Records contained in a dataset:

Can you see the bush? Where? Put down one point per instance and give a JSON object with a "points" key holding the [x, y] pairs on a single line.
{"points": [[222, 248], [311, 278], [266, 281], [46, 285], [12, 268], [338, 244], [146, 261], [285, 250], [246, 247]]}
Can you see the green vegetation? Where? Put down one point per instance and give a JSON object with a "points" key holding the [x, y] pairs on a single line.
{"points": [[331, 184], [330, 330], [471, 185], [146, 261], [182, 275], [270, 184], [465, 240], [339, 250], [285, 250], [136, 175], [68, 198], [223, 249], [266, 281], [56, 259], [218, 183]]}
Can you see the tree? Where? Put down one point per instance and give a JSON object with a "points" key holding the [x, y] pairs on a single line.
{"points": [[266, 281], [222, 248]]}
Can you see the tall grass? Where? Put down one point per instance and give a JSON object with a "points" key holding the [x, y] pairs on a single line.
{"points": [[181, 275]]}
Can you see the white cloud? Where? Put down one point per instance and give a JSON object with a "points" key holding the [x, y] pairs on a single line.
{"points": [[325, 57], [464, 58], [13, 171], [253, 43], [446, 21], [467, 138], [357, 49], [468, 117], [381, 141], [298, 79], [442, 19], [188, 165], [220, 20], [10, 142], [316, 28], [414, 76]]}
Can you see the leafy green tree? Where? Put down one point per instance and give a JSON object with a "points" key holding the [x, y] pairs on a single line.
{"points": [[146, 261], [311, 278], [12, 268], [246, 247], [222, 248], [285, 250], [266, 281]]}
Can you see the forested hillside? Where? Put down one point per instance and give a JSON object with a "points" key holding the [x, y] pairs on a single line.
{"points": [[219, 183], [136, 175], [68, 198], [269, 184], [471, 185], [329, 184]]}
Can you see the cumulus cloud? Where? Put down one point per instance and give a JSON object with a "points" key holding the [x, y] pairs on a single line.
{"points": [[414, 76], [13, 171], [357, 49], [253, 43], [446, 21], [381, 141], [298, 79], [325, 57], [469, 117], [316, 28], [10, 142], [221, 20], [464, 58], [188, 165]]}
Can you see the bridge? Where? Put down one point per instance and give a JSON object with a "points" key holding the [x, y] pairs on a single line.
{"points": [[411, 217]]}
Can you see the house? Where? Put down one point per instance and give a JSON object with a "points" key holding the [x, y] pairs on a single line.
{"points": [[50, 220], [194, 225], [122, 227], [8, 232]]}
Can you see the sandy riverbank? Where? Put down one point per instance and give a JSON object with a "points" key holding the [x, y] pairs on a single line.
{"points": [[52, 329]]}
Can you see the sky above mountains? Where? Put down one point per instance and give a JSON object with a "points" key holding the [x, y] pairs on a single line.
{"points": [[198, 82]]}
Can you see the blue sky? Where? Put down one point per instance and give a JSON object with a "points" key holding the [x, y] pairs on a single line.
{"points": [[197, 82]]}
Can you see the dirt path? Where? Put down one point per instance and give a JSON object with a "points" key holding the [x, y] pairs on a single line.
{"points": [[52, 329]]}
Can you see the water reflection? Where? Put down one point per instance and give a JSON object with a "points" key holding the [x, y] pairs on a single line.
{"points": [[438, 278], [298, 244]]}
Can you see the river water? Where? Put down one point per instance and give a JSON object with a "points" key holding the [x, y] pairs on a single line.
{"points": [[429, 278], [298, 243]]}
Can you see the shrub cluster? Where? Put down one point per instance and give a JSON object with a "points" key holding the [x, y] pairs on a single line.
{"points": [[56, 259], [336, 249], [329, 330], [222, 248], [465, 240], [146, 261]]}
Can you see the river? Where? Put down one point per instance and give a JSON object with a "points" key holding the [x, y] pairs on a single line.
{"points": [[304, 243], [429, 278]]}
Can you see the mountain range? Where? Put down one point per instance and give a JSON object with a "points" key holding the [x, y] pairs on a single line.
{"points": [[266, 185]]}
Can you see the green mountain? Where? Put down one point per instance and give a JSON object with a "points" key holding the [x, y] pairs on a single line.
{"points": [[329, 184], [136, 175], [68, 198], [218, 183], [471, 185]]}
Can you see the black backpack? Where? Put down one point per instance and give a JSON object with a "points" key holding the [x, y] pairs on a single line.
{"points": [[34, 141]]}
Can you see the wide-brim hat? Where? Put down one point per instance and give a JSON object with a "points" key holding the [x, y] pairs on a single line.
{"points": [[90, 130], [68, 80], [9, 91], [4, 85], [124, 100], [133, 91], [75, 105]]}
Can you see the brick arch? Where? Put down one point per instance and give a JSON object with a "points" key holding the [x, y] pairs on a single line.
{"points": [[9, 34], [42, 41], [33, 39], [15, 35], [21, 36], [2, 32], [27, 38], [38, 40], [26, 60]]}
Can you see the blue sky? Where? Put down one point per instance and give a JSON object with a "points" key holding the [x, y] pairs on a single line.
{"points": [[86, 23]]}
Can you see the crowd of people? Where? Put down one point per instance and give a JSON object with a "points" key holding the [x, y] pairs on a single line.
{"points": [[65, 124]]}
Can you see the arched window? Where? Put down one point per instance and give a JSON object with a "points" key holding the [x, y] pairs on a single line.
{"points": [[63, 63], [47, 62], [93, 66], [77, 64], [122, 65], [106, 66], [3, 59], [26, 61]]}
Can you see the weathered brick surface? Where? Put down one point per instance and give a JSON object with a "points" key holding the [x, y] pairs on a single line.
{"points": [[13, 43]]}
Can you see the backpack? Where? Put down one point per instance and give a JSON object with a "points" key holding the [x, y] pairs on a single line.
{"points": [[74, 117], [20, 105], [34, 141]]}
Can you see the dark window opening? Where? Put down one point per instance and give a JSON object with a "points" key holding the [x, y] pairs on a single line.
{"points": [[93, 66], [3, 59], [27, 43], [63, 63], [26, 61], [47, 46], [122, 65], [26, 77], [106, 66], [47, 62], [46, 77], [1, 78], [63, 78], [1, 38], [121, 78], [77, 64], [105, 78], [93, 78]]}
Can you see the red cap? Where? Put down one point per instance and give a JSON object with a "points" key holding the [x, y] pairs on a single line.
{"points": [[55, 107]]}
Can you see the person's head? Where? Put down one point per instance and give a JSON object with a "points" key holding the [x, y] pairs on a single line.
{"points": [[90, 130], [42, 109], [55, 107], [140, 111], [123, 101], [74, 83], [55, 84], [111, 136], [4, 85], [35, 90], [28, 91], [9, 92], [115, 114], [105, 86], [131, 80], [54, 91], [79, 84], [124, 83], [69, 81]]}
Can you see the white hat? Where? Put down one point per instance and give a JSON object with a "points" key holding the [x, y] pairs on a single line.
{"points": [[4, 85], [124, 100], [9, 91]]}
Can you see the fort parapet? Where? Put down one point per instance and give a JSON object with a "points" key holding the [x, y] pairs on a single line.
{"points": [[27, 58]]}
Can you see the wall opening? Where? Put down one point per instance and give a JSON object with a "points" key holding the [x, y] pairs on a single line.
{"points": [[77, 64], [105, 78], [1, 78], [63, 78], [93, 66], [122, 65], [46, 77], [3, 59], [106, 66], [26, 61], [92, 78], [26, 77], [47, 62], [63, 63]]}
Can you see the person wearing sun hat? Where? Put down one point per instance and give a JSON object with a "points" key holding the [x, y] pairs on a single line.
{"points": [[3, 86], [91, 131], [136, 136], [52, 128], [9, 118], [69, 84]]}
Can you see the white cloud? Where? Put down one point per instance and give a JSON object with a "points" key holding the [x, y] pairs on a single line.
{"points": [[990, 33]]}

**WHAT YOU HAVE TO DO**
Could you return the complete set of entries exactly?

**ANSWER TO THIS PROBLEM**
Can you see the bush? Where? Put down one point per instance and give a JSON object with a "points" key holding the [x, y] pairs on a single line.
{"points": [[222, 248], [311, 278], [266, 281], [46, 285], [12, 268], [338, 244], [146, 261], [285, 250], [246, 247]]}
Can you see the green vegetation? Where? Put down one point per instance and give a JSON object with a "points" key holding the [x, y] pairs on a single line.
{"points": [[331, 184], [330, 330], [471, 185], [146, 261], [182, 275], [270, 184], [465, 240], [339, 250], [285, 250], [136, 175], [68, 198], [223, 249], [266, 281], [56, 259], [218, 183]]}
Can you see the tree? Where? Put down one point per instance and give a JSON object with a "points" key holding the [x, y] pairs on a single line.
{"points": [[266, 281], [222, 248]]}
Can you see the tall grass? Where? Put down one point per instance and give a JSON object with a "points" key holding the [x, y] pairs on a single line.
{"points": [[181, 275]]}
Can you see the white cloud? Where? Put down one point per instance and give a JSON object with a "points" key holding the [x, y] pairs on a single line.
{"points": [[325, 57], [464, 58], [13, 171], [253, 43], [446, 21], [467, 138], [357, 49], [468, 117], [381, 141], [298, 79], [442, 19], [188, 165], [220, 20], [10, 142], [316, 28], [414, 76]]}
Can you see the leafy green tree? Where? Put down one point per instance and give a JSON object with a "points" key holding the [x, y] pairs on a single line.
{"points": [[146, 261], [311, 278], [12, 268], [246, 247], [222, 248], [285, 250], [266, 281]]}
Can you see the forested hillside? Where? Put down one point per instance and give a JSON object with a "points" key holding the [x, y] pairs on a single line.
{"points": [[219, 183], [136, 175], [68, 198], [269, 184], [471, 185], [329, 184]]}
Can you see the cumulus cloud? Where? Put down one point per instance and give a JSON object with a "points" key holding the [x, y] pairs on a single line.
{"points": [[414, 76], [13, 171], [357, 49], [253, 43], [446, 21], [381, 141], [298, 79], [325, 57], [469, 117], [316, 28], [10, 142], [221, 20], [464, 58], [188, 165]]}
Can you see the bridge? Where? Put down one point per instance and give a JSON object with a "points" key holding the [x, y] pairs on a single line.
{"points": [[411, 217]]}
Can you see the house? Where? Put down one point per instance and give a JSON object with a "points" key holding the [x, y] pairs on a single line.
{"points": [[50, 220], [194, 225], [122, 227], [8, 232]]}
Can you see the sandy riverbank? Where? Put down one point per instance and give a JSON object with a "points" key holding the [x, y] pairs on a single line.
{"points": [[52, 329]]}
Can you see the sky above mountains? Where? Put down one point per instance and give a JSON object with a "points" key holding the [x, y] pairs on a single line.
{"points": [[198, 82]]}
Can you see the blue sky? Where? Put down one point per instance and give a JSON object with a "points" key holding the [x, y] pairs on a single line.
{"points": [[197, 82]]}
Can you see the dirt path? Where? Put down one point per instance and give a JSON object with a "points" key holding the [x, y] pairs on a single line.
{"points": [[52, 329]]}
Can you see the water reflection? Where? Put down one point per instance and give a JSON object with a "points" key holding the [x, y] pairs on a single line.
{"points": [[438, 278], [298, 244]]}
Can you see the river water? Where? Put down one point per instance and give a JSON object with a "points" key holding the [x, y] pairs on a single line.
{"points": [[429, 278], [298, 243]]}
Can you see the shrub cluster? Where? Put down one point per instance and give a JSON object with a "points" key holding the [x, y] pairs on a single line.
{"points": [[56, 259], [336, 249], [329, 330], [222, 248], [465, 240], [146, 261]]}
Can you see the river? Where? Put down one point per instance and give a JSON object with a "points" key holding the [x, y] pairs on a single line.
{"points": [[304, 243], [429, 278]]}
Can you see the mountain range? Where? Put down one point per instance and give a JSON object with a "points" key holding the [x, y] pairs on a single line.
{"points": [[266, 185]]}
Can you see the green mountain? Where? Put down one point per instance and give a JSON object with a "points" key holding the [x, y] pairs on a single line.
{"points": [[329, 184], [136, 175], [68, 198], [218, 183], [471, 185]]}
Can you see the black backpack? Where? Put down one point per instance and give a JSON object with a "points" key holding the [x, y] pairs on a single line.
{"points": [[34, 141]]}
Can you see the wide-brim hat? Where? Put down one point per instance and give a JSON object with a "points" key holding the [x, y] pairs on a single line.
{"points": [[90, 130], [68, 80], [9, 91], [4, 85], [124, 100], [133, 91], [75, 105]]}
Can you see the brick arch? Where? Put down one point per instance and give a JSON object with a "points" key holding the [x, y] pairs on a single line.
{"points": [[9, 34], [42, 41], [33, 39], [15, 35], [21, 36], [2, 32], [27, 38], [38, 40], [26, 60]]}
Can you see the blue sky? Where? Put down one point per instance and give a JSON object with a "points" key holding the [x, y] pairs on a single line.
{"points": [[86, 23]]}
Can you see the crowd of people? Where? Put down one point per instance and give a JSON object with a "points" key holding the [x, y] pairs on a single line.
{"points": [[65, 124]]}
Can you see the arched window? Where? Put down one point per instance and give a JSON object with a "points" key holding the [x, y] pairs on a single line.
{"points": [[63, 63], [47, 62], [93, 66], [77, 64], [122, 65], [106, 66], [3, 59], [26, 61]]}
Can you see the weathered brick surface? Where? Put down one point per instance and give a JSON object with a "points" key holding the [x, y] pairs on a single line.
{"points": [[13, 43]]}
Can you see the backpack? Where? Put down one point per instance and give a JSON object with a "points" key holding the [x, y] pairs on a single line.
{"points": [[74, 117], [20, 105], [34, 141]]}
Can you see the dark window opening? Where? Put down one point per instance and give a JSON object with a "points" key holding the [x, y] pairs on a single line.
{"points": [[93, 66], [3, 59], [27, 43], [63, 63], [26, 61], [47, 46], [122, 65], [26, 77], [106, 66], [47, 62], [46, 77], [1, 78], [63, 78], [1, 38], [121, 78], [77, 64], [105, 78], [93, 78]]}
Can you see the red cap? Where? Put down one point per instance and give a JSON object with a "points" key holding the [x, y] pairs on a single line.
{"points": [[55, 107]]}
Can you see the person's head? Where? Put down one point per instance and give a JSON object with a "points" key holding the [x, y] pairs on a single line.
{"points": [[90, 130], [42, 109], [55, 107], [140, 111], [123, 101], [74, 83], [55, 84], [111, 136], [4, 85], [35, 90], [28, 91], [9, 92], [115, 114], [105, 86], [131, 80], [54, 91], [79, 84], [124, 83], [69, 81]]}
Can you see the white hat? Where? Put down one point per instance and give a JSON object with a "points" key holding the [x, y] pairs on a single line.
{"points": [[4, 85], [124, 100], [9, 91]]}
Can you see the fort parapet? Where? Put down one point per instance and give a JSON object with a "points" key holding the [x, y] pairs on a single line.
{"points": [[27, 58]]}
Can you see the wall opening? Where? Put down one point per instance and give a JSON object with a "points" key holding the [x, y] pairs on a single line.
{"points": [[77, 64], [105, 78], [1, 78], [63, 78], [93, 66], [122, 65], [46, 77], [3, 59], [106, 66], [26, 61], [92, 78], [26, 77], [47, 62], [63, 63]]}
Can you see the person wearing sun hat? Where? Put down one point per instance and give a JSON object with a "points" key holding the [x, y] pairs on a single line.
{"points": [[3, 86], [91, 131], [136, 136], [52, 128], [9, 118], [69, 84]]}
Can you see the white cloud? Where? Put down one point per instance and give a JSON object with a "points" key holding the [x, y] pairs on a single line.
{"points": [[990, 33]]}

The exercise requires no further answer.